◆ **PROVIDED INFORMATION**:
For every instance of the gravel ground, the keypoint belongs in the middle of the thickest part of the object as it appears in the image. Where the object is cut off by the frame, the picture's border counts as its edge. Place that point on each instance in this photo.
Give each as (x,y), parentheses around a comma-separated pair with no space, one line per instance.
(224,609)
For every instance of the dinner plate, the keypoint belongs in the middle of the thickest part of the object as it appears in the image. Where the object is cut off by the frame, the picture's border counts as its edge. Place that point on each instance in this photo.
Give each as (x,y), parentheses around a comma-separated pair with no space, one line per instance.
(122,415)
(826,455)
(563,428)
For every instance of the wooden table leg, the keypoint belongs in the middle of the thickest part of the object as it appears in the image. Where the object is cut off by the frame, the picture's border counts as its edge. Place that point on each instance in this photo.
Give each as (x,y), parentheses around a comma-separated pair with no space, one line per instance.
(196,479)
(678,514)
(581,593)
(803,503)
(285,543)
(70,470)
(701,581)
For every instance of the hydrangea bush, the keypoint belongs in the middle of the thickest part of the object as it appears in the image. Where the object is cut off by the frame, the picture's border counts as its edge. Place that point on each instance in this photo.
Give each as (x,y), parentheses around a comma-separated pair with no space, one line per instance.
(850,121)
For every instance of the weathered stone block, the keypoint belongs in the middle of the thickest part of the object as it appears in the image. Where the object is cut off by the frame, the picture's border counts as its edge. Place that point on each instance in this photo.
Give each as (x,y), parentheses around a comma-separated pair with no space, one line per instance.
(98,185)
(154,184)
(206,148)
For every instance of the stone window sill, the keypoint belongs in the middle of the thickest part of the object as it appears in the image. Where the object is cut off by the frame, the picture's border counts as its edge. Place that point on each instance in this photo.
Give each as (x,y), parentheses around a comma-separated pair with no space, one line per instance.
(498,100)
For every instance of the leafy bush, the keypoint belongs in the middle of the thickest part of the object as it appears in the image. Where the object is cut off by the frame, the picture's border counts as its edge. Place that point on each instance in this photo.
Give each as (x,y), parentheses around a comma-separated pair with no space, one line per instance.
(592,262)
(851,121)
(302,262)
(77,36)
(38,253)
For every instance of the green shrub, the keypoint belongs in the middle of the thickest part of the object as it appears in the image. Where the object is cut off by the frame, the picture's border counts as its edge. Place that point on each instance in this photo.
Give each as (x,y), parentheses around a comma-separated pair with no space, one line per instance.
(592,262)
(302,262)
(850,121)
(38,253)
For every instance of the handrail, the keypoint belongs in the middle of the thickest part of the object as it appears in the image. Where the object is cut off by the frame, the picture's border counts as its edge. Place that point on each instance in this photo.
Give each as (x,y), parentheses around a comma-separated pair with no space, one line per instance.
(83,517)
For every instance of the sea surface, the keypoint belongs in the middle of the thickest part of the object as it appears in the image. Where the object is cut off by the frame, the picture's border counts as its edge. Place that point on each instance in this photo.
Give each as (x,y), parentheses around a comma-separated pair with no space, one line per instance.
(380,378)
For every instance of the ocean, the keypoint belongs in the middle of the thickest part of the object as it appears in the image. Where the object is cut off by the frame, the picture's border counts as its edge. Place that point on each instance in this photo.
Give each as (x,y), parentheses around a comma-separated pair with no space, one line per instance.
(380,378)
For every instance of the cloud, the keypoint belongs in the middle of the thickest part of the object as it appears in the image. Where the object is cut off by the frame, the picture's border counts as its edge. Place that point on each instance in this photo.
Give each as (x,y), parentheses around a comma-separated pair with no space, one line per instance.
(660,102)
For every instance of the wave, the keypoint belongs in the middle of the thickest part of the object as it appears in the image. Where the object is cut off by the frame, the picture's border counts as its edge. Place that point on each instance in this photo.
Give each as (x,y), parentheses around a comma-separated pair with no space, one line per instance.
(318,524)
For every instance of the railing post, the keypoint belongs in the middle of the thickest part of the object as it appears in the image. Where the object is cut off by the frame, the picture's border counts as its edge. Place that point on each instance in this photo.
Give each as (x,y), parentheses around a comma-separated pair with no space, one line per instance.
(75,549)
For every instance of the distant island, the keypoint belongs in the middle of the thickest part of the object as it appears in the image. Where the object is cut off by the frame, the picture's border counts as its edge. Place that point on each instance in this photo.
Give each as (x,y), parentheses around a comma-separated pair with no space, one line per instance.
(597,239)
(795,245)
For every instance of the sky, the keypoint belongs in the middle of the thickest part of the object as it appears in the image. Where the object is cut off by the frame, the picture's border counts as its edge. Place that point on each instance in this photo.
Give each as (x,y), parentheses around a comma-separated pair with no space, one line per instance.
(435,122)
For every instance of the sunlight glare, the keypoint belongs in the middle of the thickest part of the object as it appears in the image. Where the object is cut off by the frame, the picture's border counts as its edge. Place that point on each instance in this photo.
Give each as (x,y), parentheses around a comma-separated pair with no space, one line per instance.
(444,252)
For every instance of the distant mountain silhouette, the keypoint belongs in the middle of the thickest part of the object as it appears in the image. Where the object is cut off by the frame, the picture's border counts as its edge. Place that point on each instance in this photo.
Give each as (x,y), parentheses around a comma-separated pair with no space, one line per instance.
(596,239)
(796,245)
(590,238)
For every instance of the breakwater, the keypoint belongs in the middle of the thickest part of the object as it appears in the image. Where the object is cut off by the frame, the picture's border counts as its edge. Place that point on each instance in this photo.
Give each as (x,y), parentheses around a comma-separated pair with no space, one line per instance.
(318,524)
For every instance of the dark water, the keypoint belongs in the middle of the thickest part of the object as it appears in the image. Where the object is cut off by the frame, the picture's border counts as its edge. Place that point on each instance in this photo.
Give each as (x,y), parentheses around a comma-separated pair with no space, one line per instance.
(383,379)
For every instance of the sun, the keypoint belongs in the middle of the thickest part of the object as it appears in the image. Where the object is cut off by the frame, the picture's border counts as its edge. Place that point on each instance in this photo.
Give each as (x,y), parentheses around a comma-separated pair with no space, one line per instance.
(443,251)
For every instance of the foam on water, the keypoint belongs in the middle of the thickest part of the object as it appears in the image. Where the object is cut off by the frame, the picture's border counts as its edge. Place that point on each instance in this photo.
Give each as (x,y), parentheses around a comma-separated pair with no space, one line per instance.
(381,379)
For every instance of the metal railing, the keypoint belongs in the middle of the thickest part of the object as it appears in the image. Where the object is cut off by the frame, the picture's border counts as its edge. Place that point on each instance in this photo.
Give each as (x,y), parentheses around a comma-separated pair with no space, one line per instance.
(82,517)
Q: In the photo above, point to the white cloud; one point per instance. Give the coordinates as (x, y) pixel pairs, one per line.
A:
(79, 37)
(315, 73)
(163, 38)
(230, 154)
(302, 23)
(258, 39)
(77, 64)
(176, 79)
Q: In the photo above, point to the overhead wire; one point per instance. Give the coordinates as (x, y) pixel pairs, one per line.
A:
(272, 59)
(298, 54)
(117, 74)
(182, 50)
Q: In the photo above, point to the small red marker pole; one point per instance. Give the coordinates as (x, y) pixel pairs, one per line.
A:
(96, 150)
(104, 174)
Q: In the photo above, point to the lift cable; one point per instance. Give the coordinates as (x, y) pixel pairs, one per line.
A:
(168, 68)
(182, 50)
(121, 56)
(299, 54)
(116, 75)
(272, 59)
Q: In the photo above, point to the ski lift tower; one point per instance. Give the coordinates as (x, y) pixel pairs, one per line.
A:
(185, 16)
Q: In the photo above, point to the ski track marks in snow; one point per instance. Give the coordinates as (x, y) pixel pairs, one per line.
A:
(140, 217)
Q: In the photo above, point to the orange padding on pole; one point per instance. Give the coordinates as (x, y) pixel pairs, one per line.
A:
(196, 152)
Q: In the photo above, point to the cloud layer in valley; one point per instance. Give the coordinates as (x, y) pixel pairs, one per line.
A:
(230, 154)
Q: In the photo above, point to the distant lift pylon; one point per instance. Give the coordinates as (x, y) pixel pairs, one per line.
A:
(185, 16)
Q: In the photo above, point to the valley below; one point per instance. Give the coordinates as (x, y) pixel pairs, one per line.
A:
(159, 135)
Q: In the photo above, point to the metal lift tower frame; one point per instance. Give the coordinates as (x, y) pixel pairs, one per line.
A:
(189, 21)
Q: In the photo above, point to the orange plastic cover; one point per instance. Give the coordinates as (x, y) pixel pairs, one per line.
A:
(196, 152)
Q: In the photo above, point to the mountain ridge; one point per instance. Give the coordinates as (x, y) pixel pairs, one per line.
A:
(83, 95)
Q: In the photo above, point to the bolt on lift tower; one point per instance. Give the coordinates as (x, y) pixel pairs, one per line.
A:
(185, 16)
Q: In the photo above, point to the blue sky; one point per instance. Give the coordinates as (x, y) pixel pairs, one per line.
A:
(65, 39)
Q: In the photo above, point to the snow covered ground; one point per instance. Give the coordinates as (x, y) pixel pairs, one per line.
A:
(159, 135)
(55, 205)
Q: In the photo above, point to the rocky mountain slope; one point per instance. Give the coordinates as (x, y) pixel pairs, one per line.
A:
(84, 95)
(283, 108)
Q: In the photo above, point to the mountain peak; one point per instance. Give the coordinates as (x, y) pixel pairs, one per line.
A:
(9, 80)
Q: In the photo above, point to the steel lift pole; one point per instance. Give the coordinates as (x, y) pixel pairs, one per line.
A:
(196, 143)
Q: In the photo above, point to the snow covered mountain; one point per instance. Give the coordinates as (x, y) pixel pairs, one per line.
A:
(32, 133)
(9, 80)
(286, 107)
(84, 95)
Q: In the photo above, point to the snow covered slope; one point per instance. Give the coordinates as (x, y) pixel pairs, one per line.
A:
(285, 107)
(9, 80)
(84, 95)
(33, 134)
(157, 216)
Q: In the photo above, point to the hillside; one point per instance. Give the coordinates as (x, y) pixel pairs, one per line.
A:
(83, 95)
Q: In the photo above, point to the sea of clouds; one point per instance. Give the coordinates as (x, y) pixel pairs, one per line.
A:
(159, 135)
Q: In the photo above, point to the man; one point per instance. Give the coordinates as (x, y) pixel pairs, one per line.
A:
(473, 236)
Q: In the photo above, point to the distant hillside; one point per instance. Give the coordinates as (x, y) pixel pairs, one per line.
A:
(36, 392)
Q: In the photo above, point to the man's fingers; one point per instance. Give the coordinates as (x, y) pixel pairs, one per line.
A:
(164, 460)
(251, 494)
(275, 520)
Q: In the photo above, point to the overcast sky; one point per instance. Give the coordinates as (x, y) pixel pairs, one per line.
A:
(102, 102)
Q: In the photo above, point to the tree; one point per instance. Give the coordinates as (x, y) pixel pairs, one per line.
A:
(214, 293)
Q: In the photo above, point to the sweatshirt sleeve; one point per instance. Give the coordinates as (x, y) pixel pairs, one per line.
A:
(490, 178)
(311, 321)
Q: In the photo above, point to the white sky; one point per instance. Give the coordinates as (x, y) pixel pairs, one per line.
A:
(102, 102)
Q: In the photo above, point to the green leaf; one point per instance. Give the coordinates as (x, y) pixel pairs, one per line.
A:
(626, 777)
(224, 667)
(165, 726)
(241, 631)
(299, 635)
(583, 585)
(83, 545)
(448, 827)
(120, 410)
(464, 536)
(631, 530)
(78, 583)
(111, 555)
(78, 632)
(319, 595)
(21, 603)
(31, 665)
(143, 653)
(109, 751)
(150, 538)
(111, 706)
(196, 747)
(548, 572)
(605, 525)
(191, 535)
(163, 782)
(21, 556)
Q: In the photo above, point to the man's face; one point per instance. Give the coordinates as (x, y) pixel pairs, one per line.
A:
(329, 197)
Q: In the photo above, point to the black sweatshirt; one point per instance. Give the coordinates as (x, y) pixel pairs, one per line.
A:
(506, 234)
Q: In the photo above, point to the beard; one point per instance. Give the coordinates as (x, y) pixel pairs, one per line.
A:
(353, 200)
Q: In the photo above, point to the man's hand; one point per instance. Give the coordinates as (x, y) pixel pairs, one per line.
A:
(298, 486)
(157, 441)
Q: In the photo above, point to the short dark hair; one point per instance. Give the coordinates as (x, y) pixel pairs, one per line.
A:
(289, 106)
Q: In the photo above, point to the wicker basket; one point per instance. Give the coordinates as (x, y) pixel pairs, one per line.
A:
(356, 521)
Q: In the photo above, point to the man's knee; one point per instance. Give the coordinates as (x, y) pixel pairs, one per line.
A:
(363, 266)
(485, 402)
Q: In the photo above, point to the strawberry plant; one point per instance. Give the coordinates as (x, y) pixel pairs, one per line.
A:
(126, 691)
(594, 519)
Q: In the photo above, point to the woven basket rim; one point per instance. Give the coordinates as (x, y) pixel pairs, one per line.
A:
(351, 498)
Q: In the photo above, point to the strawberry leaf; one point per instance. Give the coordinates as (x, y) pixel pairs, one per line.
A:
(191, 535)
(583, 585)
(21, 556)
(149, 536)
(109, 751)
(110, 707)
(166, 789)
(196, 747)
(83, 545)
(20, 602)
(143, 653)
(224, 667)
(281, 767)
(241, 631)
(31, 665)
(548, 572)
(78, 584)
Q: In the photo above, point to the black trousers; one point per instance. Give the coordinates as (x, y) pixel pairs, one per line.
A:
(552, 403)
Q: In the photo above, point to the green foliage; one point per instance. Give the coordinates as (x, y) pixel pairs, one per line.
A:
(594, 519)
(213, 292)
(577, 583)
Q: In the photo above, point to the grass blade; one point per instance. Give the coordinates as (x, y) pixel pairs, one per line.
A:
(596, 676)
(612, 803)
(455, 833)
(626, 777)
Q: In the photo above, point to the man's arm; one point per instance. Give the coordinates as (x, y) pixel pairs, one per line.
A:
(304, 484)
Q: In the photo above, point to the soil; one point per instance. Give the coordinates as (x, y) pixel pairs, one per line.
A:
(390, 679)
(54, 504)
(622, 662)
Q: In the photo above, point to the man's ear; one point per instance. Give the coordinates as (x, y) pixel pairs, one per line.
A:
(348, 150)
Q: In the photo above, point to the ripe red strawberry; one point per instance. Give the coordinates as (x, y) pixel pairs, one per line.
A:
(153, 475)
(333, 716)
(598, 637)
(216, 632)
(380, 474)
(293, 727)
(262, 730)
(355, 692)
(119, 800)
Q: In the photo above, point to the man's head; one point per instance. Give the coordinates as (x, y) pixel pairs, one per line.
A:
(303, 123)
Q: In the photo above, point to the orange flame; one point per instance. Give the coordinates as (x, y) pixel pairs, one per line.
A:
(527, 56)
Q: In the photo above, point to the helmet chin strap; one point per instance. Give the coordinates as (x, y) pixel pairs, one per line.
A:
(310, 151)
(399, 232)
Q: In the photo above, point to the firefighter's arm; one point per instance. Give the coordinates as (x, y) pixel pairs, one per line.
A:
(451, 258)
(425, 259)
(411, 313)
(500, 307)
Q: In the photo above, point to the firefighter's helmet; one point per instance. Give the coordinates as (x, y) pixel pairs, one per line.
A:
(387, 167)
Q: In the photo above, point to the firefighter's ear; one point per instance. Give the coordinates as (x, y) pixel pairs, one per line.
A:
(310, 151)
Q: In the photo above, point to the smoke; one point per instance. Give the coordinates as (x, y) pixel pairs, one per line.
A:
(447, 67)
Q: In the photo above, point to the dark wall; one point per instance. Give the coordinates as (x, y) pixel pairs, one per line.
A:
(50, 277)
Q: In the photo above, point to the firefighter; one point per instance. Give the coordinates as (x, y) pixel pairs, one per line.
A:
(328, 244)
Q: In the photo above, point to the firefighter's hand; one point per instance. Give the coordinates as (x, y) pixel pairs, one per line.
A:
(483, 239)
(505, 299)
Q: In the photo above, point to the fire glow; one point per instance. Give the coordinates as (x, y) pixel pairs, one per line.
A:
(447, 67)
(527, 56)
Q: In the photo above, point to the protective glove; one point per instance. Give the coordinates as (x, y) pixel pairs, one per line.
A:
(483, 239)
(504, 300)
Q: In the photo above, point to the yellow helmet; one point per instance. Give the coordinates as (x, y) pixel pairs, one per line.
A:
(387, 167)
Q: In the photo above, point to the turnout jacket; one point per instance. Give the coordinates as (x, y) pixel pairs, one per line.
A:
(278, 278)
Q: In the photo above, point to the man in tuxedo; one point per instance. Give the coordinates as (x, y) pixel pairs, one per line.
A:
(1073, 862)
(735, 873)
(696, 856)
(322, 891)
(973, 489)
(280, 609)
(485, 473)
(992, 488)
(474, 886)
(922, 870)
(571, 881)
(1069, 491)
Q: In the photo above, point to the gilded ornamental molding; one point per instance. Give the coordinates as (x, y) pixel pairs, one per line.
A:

◆ **TASK INSTRUCTIONS**:
Among the lines above, which ones include the word "dark"? Copy them.

◆ **TASK OUTPUT**:
For every instance of the dark water, the keypoint belongs in the middle of the thickest part of the object as it appears in the image. Where the object is cut off by the frame, the picture's border counts as its edge. Place that point on each instance in this photo.
Q: In the photo above, point to the short dark hair; one point per instance. Give the coordinates as (x, y) pixel pairs, one per line.
Q: In the photo above, point to the dark wall; one point per instance. Give the coordinates as (x, y) pixel pairs, one per line.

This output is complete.